### [Consigne de l'exercice]
Recopiez tels quels tous les enregistrements ci-dessous, en omettant les images.

### [Lignes d'un jeu de données de pointage]
>>>>>
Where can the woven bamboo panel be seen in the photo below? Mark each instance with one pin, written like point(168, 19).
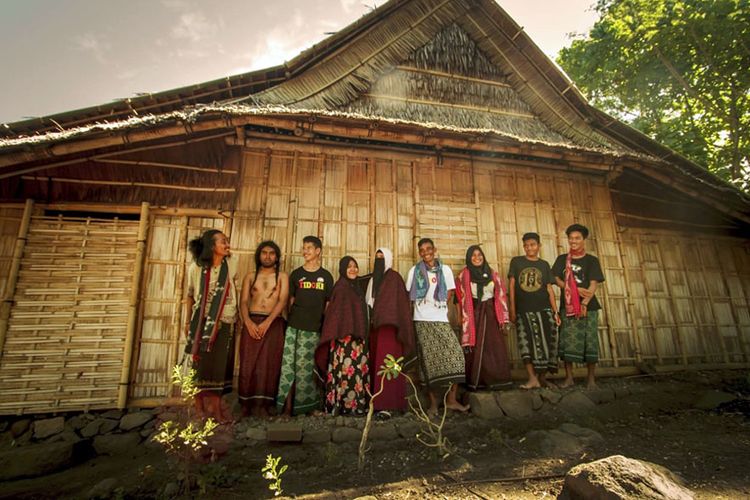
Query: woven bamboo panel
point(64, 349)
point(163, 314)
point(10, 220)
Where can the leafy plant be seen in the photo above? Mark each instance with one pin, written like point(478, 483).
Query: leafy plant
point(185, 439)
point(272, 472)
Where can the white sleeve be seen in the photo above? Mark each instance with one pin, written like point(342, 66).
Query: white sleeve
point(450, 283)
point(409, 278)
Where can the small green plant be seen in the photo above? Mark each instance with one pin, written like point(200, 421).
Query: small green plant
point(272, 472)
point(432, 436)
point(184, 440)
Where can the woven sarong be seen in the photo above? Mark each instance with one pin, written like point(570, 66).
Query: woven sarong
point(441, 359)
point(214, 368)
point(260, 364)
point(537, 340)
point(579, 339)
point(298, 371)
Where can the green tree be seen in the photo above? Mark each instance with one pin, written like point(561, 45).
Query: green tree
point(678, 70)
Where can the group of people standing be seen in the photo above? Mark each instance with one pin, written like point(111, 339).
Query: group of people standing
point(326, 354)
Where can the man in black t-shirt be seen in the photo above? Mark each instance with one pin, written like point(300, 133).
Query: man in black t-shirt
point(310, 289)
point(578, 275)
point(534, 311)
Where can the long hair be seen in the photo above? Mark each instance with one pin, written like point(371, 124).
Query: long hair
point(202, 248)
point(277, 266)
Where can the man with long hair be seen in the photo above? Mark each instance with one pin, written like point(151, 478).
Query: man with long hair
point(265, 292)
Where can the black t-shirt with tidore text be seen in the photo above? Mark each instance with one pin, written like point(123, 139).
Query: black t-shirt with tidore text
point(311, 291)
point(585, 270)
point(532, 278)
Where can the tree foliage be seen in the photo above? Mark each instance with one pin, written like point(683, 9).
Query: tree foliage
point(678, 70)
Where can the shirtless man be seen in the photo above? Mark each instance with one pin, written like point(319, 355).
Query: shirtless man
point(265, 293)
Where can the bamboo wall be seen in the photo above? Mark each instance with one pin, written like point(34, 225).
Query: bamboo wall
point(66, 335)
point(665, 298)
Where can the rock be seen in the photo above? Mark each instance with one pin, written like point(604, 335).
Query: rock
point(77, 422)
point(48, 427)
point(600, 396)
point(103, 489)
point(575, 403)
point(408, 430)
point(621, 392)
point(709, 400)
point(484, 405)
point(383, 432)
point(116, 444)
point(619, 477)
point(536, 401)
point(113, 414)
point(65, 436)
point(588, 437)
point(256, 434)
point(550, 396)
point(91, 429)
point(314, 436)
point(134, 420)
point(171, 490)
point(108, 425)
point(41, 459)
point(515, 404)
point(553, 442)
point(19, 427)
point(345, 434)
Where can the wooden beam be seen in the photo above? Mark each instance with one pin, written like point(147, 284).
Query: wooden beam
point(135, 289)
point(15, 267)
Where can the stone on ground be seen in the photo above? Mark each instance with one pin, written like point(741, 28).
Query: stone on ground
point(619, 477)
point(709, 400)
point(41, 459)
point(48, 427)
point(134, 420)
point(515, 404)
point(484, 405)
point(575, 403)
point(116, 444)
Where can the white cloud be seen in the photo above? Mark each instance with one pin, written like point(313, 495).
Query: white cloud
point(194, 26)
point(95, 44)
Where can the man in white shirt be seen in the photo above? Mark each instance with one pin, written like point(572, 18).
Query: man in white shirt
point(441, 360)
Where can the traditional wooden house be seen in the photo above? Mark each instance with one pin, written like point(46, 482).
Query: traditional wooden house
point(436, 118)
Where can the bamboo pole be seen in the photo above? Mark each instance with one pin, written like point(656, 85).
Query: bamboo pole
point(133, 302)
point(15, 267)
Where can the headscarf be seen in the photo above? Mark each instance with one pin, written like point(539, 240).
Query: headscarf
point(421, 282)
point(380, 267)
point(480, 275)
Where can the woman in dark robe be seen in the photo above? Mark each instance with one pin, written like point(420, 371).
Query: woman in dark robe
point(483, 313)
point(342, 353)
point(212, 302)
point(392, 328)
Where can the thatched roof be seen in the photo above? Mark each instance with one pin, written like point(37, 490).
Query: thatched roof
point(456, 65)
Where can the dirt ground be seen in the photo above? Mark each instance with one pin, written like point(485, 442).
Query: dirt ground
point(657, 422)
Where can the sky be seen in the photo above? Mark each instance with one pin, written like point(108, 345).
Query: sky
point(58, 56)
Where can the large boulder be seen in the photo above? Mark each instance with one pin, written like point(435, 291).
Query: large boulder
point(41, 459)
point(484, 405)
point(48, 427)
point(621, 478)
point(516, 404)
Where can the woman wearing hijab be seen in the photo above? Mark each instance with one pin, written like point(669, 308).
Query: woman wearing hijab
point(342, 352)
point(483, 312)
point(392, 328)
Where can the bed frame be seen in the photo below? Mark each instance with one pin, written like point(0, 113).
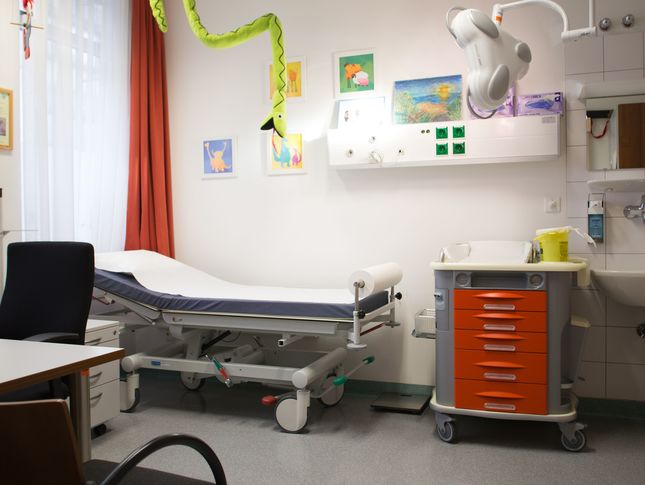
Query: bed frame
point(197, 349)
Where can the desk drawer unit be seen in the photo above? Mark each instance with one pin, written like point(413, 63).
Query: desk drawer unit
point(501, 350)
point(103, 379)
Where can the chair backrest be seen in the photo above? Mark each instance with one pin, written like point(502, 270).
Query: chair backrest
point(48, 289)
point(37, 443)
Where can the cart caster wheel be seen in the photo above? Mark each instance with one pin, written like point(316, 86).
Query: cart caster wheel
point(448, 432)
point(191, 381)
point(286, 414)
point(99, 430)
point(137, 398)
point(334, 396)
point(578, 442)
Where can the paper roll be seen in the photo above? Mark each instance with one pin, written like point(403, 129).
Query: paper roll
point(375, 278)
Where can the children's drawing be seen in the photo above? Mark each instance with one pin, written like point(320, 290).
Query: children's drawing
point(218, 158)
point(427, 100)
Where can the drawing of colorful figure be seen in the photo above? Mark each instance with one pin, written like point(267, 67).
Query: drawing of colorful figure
<<<<<
### [Réponse attendue]
Where can the woven bamboo panel be seen in the photo below? Mark each instance with one pin, written like point(168, 19).
Query: woven bamboo panel
point(64, 349)
point(163, 314)
point(10, 220)
Where can the leafy plant be seen in the photo above? Mark each instance with one pin, written like point(478, 483).
Query: leafy plant
point(185, 439)
point(272, 472)
Where can the white sleeve be seen in the photo above? Mark each instance with one pin, written like point(342, 66).
Query: white sleeve
point(450, 283)
point(409, 278)
Where can the small green plant be seen in the photo above? Mark each instance with one pin, written like point(200, 421).
Query: small green plant
point(272, 472)
point(432, 436)
point(184, 440)
Where can the woven sarong be seen in the photo above? Mark each instance with one pin, written like point(570, 66).
Query: woven sarong
point(441, 359)
point(214, 368)
point(260, 364)
point(537, 340)
point(579, 339)
point(298, 371)
Where can the green tree be seen in the photo above? Mark each instance with one pin, written like point(561, 45).
Query: green tree
point(678, 70)
Where can the group of people standing be seen in the photo above? Mark each instance with one pin, written like point(111, 339).
Query: group of people standing
point(326, 354)
Where can the man in black t-shirt be seen in the photo above? Mark each instance with one pin, written like point(300, 133).
Query: man in black t-shirt
point(310, 289)
point(578, 275)
point(534, 311)
Where can the long hair be seen in the photo above? Mark each instance with one pin, written like point(371, 124).
Query: long hair
point(202, 248)
point(277, 266)
Where can the man with long hair be seen in the photo above? Mark each instance with one pin, written like point(151, 478).
Query: man with long hair
point(265, 292)
Where can the black t-shirt with tidore text be seen in the photo above? Mark each instance with one pin, written like point(123, 139).
Query: black t-shirt with tidore text
point(311, 291)
point(585, 270)
point(532, 278)
Where can the tree foliage be seen in the photo above? Mark each instance with one pin, written like point(683, 9).
Query: tree foliage
point(678, 70)
Where can the shirtless man be seen in the photo above? Mark each instance with one pin, written like point(319, 355).
Query: shirtless man
point(265, 293)
Where can the bamboo wall be seen in the photo above? Mark each instance with one pin, written like point(34, 225).
Query: bamboo wall
point(66, 335)
point(665, 298)
Where can the rock be seen in the photo above? Mark each instance with one pin, written like point(604, 335).
Query: rock
point(77, 422)
point(48, 427)
point(600, 396)
point(103, 489)
point(575, 403)
point(408, 430)
point(621, 392)
point(709, 400)
point(484, 405)
point(383, 432)
point(116, 444)
point(619, 477)
point(536, 401)
point(113, 414)
point(65, 436)
point(588, 437)
point(256, 434)
point(550, 396)
point(91, 429)
point(314, 436)
point(134, 420)
point(171, 490)
point(108, 425)
point(41, 459)
point(515, 404)
point(553, 442)
point(19, 427)
point(345, 434)
Where can the wooden beam be seen in the photo above? Mark each instance with one pin, written like point(147, 284).
Query: wooden beam
point(135, 289)
point(15, 267)
Where can the stone on ground be seen in the photo above? Mark each instance with one pin, written like point(741, 28).
Query: stone on ground
point(619, 477)
point(709, 400)
point(41, 459)
point(48, 427)
point(134, 420)
point(515, 404)
point(484, 405)
point(575, 403)
point(116, 444)
Where can the white cloud be seen in the photo above? Mark each instance with one pin, written like point(313, 495).
Query: white cloud
point(194, 26)
point(95, 44)
Where can the man in white shirt be seen in the photo above? Mark each instance with one pin, written like point(572, 18).
Query: man in white shirt
point(441, 360)
Where can the traditional wooden house be seen in the photo above? Mark each instance with one pin, written like point(46, 482).
Query: traditional wooden house
point(436, 118)
Where can the bamboo pole be seen in the photo above? Mark each instance with one pin, written like point(656, 85).
Query: bamboo pole
point(133, 302)
point(15, 267)
Where can the headscarf be seen in the photo above? Mark each instance with one pin, written like point(539, 240).
Query: headscarf
point(421, 282)
point(380, 267)
point(480, 275)
Where can the woman in dark robe be seen in the photo above? Mark each instance with one pin, written like point(420, 371).
Query: woman in dark robe
point(483, 313)
point(342, 353)
point(212, 302)
point(392, 328)
Where can the thatched roof be seen in the photo above? Mark each instance with one pin, written like point(37, 490).
Query: thatched roof
point(456, 65)
Where can the dirt ground be seen in the photo above? Mark each instance with one pin, written like point(485, 442).
Query: dirt ground
point(657, 422)
Where can the sky be seen in the photo above? Mark each instance with one pin, written like point(108, 345).
Query: sky
point(58, 56)
Where can the large boulder be seen in the photo above? Mark each instance with one pin, written like point(435, 291).
Query: large boulder
point(41, 459)
point(484, 405)
point(48, 427)
point(621, 478)
point(516, 404)
Where can the woman wearing hijab be seen in the photo above? Mark each instance with one pin, written like point(669, 308).
Query: woman wearing hijab
point(342, 352)
point(483, 312)
point(392, 328)
Where can the bed frame be seen in the photo below? Mark each instance with one pin, written like point(0, 113).
Query: bed frame
point(197, 349)
Where can the desk drawer unit be seen in the photo above? Mark each instance with one pin, written like point(413, 63).
Query: desk drawer unit
point(501, 350)
point(103, 379)
Where can the chair backrest be seen in the photo above? Mark each instance with one pin, written like point(502, 270).
Query: chair backrest
point(48, 289)
point(37, 443)
Where can the cart caster wheel be seen in the photo above? Mark each instance with one pin, written like point(316, 86).
Query: cart caster wheel
point(448, 432)
point(191, 381)
point(286, 414)
point(99, 430)
point(137, 398)
point(334, 396)
point(578, 442)
Where can the paper roll be seen in the photo above? Mark each instance with one pin, written like point(403, 129).
Query: paper roll
point(375, 278)
Where can the children's drawing be seen in the photo above? Mark each instance with one pin, written like point(320, 290).
Query: children's drawing
point(218, 158)
point(427, 100)
Where can the drawing of colorful figure be seen in the photo above? Mark each instance with one pin, written like point(267, 67).
Query: drawing of colorful figure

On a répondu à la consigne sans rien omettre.